[Start of Data excerpts]
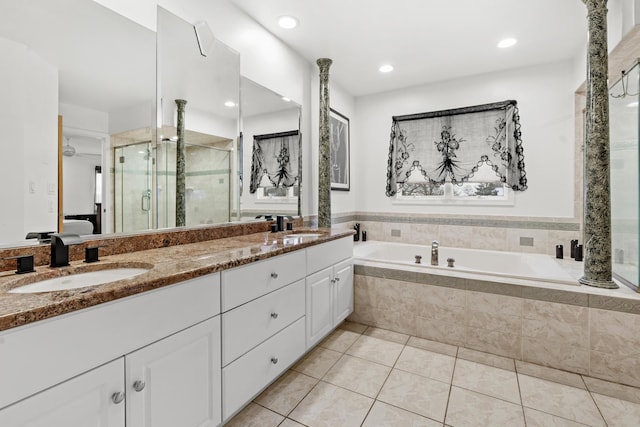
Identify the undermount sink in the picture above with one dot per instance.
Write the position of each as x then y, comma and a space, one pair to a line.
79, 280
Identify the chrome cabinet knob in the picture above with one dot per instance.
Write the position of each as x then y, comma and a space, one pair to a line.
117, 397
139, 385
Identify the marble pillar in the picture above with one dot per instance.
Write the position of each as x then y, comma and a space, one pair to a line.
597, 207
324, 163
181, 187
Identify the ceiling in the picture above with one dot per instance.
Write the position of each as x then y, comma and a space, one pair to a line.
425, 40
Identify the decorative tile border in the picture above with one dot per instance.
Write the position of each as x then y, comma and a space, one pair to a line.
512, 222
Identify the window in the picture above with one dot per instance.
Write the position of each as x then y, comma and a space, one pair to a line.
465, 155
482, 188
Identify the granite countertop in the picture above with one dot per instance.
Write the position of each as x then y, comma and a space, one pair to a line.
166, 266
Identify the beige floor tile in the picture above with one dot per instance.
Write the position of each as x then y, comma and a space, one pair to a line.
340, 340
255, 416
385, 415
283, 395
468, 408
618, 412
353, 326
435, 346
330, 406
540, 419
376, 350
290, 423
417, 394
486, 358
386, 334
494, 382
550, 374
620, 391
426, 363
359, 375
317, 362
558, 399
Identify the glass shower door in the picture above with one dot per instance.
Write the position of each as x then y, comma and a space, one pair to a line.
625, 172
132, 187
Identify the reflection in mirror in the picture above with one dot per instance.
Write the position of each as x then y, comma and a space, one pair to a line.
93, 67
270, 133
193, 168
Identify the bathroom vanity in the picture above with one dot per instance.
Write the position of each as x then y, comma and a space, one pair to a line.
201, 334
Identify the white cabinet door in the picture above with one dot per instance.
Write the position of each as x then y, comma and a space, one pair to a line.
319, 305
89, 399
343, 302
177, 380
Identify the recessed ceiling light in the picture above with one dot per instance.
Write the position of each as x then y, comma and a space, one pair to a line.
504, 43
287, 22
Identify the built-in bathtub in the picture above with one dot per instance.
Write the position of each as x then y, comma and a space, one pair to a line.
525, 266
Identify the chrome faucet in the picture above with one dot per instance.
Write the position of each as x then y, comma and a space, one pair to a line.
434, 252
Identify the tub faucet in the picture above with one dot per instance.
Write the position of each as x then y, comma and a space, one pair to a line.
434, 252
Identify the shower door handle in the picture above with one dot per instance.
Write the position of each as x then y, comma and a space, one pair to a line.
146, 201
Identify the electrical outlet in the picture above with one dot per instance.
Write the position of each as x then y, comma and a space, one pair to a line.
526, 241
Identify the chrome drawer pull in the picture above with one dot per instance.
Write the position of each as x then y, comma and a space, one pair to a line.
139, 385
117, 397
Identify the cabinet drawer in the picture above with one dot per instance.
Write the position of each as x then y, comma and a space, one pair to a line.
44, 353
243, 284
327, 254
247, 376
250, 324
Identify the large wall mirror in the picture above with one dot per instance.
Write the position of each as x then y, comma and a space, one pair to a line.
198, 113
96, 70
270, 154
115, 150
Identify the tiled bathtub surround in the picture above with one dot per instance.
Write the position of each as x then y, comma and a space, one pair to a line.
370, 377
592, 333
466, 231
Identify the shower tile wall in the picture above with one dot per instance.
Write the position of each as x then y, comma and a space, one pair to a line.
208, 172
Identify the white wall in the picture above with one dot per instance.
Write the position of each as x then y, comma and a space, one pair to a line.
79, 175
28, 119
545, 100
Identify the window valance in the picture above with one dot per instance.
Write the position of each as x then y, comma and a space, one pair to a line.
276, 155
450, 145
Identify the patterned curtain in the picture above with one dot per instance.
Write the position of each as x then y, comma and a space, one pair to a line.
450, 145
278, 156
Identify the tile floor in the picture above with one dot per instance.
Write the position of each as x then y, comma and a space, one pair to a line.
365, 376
[End of Data excerpts]
## Problem to solve
In the copy, include all records verbatim but no images.

## Exercise output
Identify the undermount sink in the picture above with one dot per instance.
Write the position of each as x then y, comma and a space, one pair to a line.
79, 280
Identify the chrome cabinet knob in the picture above with one dot per instance.
Write the position of each as x then y, comma and a space, one pair to a line.
117, 397
139, 385
Identify the marble pillar in the picture above with one dot per instance.
Write the position of each as x then y, comma and a space, one pair to a line.
597, 207
324, 163
181, 187
Identify the ceiling in the picture above with one dot per instance.
Write the position of each as x then y, comma and a space, one pair to a line.
425, 40
Identify the decorative tile border in the picture above with one dot per instance.
Write the position of each as x then y, comma and a space, one pair to a line.
512, 222
Identify the window in the picture above with one dot per instance.
Write the position of each as x then y, comma and a space, one pair to a line.
465, 155
482, 188
Identify the granite countertop in the picture above with one dot per instance.
Write the position of each as x then y, comma and a space, one pair to a line.
166, 266
Identify the beige floor tile in the picture above with one dot per instance.
Write the position of each as x then y, comma and a space, one pair to a line.
340, 340
255, 416
385, 415
283, 395
468, 408
618, 412
353, 326
435, 346
330, 406
540, 419
376, 350
290, 423
417, 394
486, 358
386, 334
494, 382
550, 374
620, 391
426, 363
359, 375
317, 362
558, 399
Identify the glass shower door in the picture above with one dot per instance.
Write the position of each as x then y, comma and a space, one pair to a line.
625, 172
132, 187
Identify the reflection in mirror in the picture above with one dot per instance.
Write the position of each as x then y, comma and a space, one pair to a line.
93, 67
270, 133
193, 168
Identify the bathroom vanity in the picture above with one dot per instance.
Write the position of each as x then y, comma and a space, one pair to a line.
201, 334
Identify the white cabinet door in the picture above with one dot per instance.
Write the position of each as x then y, comma and a space, one pair to a line.
319, 305
89, 399
343, 302
177, 380
Identify the recessed ceiling light in the picture above with one dot per instance.
Write the position of each as x then y, comma and a space, one pair to a line.
504, 43
287, 22
Identify the built-in bathtub in the picture above with one dot per instance.
Write the position of each as x then y, comma and a space, one pair to a line.
525, 266
Identify the chrome faucet in the picture above with one dot per instance.
Write the position of each as x then y, comma and a space, one pair to a line.
434, 252
Identify the tub faucet in the picture above with one dot per instance.
Write the position of each as x then y, comma and a space, one pair to a line.
434, 252
Identify the shower door handle in the picture above with one dot per instance.
Write the position of each as x then y, comma and a space, one pair to a line.
146, 201
Identify the electrical outlet in the picture above with one dot per instance.
Write the position of each as x then y, comma and a space, one pair to a line.
526, 241
Identify the chrome drawer pull in the picture above with one dot per instance.
Write the position of each as x then y, comma and a space, one pair to a line.
139, 385
117, 397
Identify the cabinet drawer in the picture above with one dot per instance.
Write the position of each as x then y, comma and a space, one pair to a line.
44, 353
243, 284
327, 254
247, 376
250, 324
Identify the large wall mirror in the picture above with one dot per instance.
Write the position of each as x then y, comma and a space, one pair to a line.
198, 113
96, 70
270, 154
115, 150
Identify the tiled bathtub surround in the picture above with one dot per instance.
Write the position of each as x then y, comma and a space, one pair to a line.
370, 377
592, 333
466, 231
Identify the shower tile wall in the picture above with one dot per instance.
Write the position of each as x then y, comma and a space, one pair to a line.
208, 172
Identify the white wall in the picture above with one dot per instance.
Write the position of each as x then y, comma and a space, one pair to a line.
79, 175
28, 119
545, 100
Identify the window valance in the picture above with one dot per instance.
Write the position of each as x then y, comma and a space, one pair to a line.
276, 155
450, 145
Identify the patterned curtain in the picture above with one dot per instance.
Write the position of each as x then y, comma and a space, one pair to a line.
450, 145
278, 156
Identify the tile floor in the picture above with one dot per instance.
Write the position of each as x then y, comma and a space, one pair to a line.
365, 376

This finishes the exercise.